Render each line of the records below as a JSON list of strings, one string per line, with blank lines omitted.
>> BEGIN Listed records
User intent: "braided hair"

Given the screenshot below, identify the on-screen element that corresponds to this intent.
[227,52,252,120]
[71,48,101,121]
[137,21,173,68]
>> END Listed records
__Finished exercise__.
[
  "User intent: \"braided hair\"",
  "Given the screenshot below, identify the on-screen element that corresponds to this intent.",
  "[227,52,252,120]",
  "[71,48,101,121]",
  "[137,21,173,68]"
]